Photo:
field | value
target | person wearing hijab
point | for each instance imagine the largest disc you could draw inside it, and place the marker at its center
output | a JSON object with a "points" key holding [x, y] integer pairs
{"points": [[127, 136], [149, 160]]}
● ● ● ● ●
◆ **Problem details**: Using the material above, restate each entry exactly as it stands.

◆ **Response for this exercise**:
Photo:
field | value
target | person wearing hijab
point | for each instance imagine the largest disc you could draw inside it, and place the marker at its center
output | a JSON object with a "points" key holding [x, y] integer pairs
{"points": [[127, 136], [149, 160]]}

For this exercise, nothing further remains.